- PASSAGE TO READ -
>>>>

MonetDB developers,
As my Easter contribution, I just checked in changes that
introduce a change in which strings are stored in BATs, that affects only the
(not ver often used?) setting of 64-bits compilation with 32-bits oids. This is
achieved with the configure options --enable-bits=64 --enable-oid32. By
default, the oid width (used to identify tuples) follows the addressing bit
with (hence 64-bits pointers and 64-bits oids).
The motivation to use 32-bits oids is that many
intermediates (often consisting of oid columns) and also the hash tables and
the string offsets (which use the type var_t that follows oid in its width)
become smaller. For those 64-bit users that are interested in reducing memory
consumption, 32-bits oids will likely reduce the MonetDB memory footprint by
20-40%. Especially those who are just running out of space may benefit.
Using 32-bits oids has the effect that only 4G tuples may be
stored in a single (intermediate) table. The vaste majority of database
problems run on a single box (as MonetDB does) have this characteristic.
Regrettably, in the past, an additional resitriction (due to var_t) was that
each individual string column could hold max 4GB as well. Note that MonetDB
does best-effort string de-duplication in a column, so your tring data might be
smaller than you think. By the way, there is no good way to get precise stats
on the physical size of a column, but you can scan for .theap files in the
bat/ directory of your database installation -- those are the string heaps.

<<<<

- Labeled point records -

>>>>

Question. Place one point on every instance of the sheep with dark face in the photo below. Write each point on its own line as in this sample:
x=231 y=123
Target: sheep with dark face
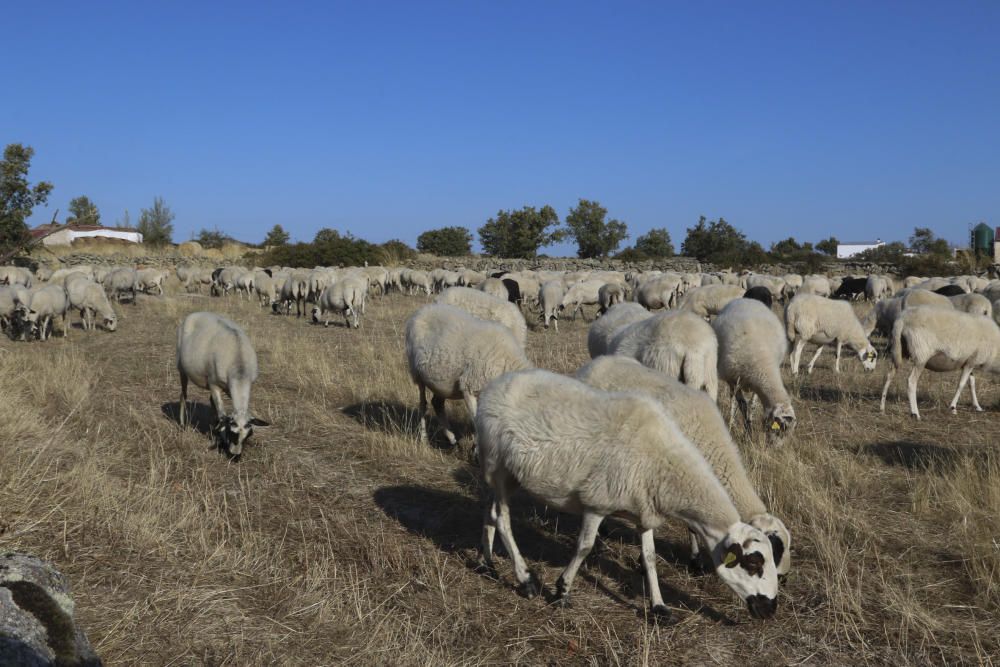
x=596 y=453
x=215 y=354
x=698 y=418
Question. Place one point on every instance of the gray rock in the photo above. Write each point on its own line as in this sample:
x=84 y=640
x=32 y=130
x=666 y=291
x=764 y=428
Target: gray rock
x=36 y=616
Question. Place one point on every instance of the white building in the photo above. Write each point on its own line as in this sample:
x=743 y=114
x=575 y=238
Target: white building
x=851 y=248
x=66 y=235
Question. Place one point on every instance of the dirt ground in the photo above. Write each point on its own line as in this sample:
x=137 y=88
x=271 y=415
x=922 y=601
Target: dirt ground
x=339 y=539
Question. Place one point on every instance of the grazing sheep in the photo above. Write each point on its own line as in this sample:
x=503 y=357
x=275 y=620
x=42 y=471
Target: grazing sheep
x=822 y=321
x=487 y=307
x=215 y=354
x=610 y=294
x=921 y=297
x=455 y=354
x=974 y=304
x=678 y=343
x=595 y=453
x=709 y=300
x=584 y=293
x=760 y=293
x=661 y=291
x=345 y=296
x=94 y=302
x=609 y=325
x=550 y=299
x=752 y=345
x=45 y=305
x=942 y=340
x=149 y=279
x=877 y=288
x=698 y=418
x=120 y=283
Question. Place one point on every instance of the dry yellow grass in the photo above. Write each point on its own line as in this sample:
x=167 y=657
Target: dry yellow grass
x=340 y=539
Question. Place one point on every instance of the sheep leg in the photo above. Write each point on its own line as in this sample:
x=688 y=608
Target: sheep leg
x=530 y=585
x=182 y=410
x=423 y=412
x=885 y=388
x=588 y=533
x=812 y=363
x=966 y=374
x=911 y=390
x=975 y=401
x=489 y=533
x=652 y=580
x=442 y=415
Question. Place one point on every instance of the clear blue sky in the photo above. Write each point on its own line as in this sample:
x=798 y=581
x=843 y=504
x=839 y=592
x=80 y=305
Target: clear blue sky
x=856 y=119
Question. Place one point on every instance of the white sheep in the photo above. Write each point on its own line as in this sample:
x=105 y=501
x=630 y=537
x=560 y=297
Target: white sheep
x=120 y=283
x=609 y=325
x=709 y=300
x=974 y=304
x=580 y=294
x=752 y=345
x=487 y=307
x=678 y=343
x=942 y=340
x=595 y=453
x=698 y=418
x=822 y=321
x=45 y=305
x=345 y=296
x=215 y=354
x=610 y=294
x=455 y=354
x=550 y=296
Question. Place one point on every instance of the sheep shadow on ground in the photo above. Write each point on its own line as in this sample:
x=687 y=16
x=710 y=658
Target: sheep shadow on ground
x=394 y=418
x=922 y=456
x=454 y=523
x=200 y=416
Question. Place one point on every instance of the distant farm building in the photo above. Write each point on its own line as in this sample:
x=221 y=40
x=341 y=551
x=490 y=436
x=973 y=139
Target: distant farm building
x=852 y=248
x=65 y=235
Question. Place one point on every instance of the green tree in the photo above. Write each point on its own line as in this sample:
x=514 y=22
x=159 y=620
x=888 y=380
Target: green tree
x=594 y=236
x=719 y=242
x=212 y=238
x=446 y=242
x=156 y=223
x=519 y=233
x=18 y=197
x=924 y=242
x=82 y=211
x=277 y=236
x=829 y=246
x=655 y=243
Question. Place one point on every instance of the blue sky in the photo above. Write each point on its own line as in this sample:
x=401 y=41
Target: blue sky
x=856 y=119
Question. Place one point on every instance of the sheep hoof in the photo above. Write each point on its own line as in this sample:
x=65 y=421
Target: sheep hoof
x=532 y=587
x=660 y=613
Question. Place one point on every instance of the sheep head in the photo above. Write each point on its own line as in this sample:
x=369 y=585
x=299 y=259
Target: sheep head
x=745 y=561
x=779 y=421
x=868 y=357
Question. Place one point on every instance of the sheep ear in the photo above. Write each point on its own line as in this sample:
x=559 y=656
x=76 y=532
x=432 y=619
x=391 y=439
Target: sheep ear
x=733 y=555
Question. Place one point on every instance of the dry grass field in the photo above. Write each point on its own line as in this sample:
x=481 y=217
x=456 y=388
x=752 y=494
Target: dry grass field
x=339 y=539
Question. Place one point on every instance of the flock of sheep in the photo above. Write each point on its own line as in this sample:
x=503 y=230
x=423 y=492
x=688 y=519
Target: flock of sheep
x=636 y=433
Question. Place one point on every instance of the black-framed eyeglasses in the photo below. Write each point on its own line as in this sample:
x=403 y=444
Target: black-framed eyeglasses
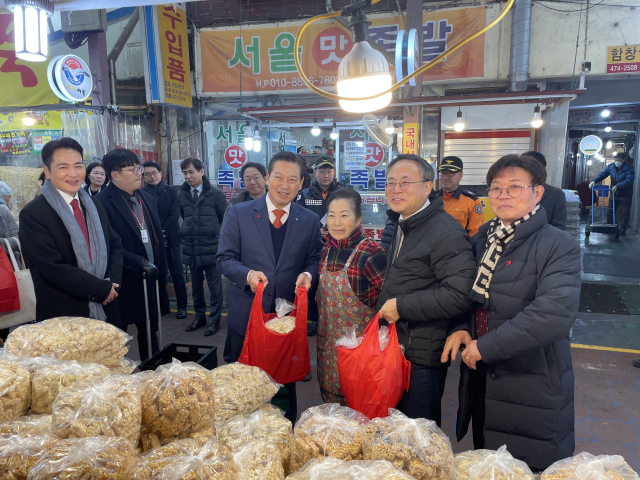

<<<<

- EXERCISE PROMPT -
Please continue the MonetDB post about 32-bit oids, picking up after its last sentence.

- EXERCISE RESPONSE -
So, the change checked in interprets the var_t no longer as
a byte offset, but an index that is multiplied by 8 (GDK_VARSHIFT=3 for
64bits/oid32, zero otherwise -- so then it is a no-op removed by the compiler
even). It also means that strings in the heap are aligned on 8-byte boundaries,
then. Note that strings often are aligned to 4-byte boundaries (32-bits) or 8-byte
boundaries (64-bits) anyway, unless the duplicate elimination really gave up,
which happens if only a very low duplicate locality exists. Also, the string
heaps additionally stored pointers in the heap for the de-duplication
hash-table which could lead to an avg overhead of 4 (half of 8 byte alignment)
+ 8 (pointer) = 12 bytes per string. The change also improves the non
GDK_VARSHIFT compilation mods in reducing this overhead to 2 bytes only. For
64-bits/oid32, the overhead is 2+4, due to the forced alignment.
So, in general, string storage got more compact across
the board (the effect will depend on your string distribution), notehowever
that for 32/32 and 64/64 the binary BAT format has *NOT* changed. No need to
export and re-import.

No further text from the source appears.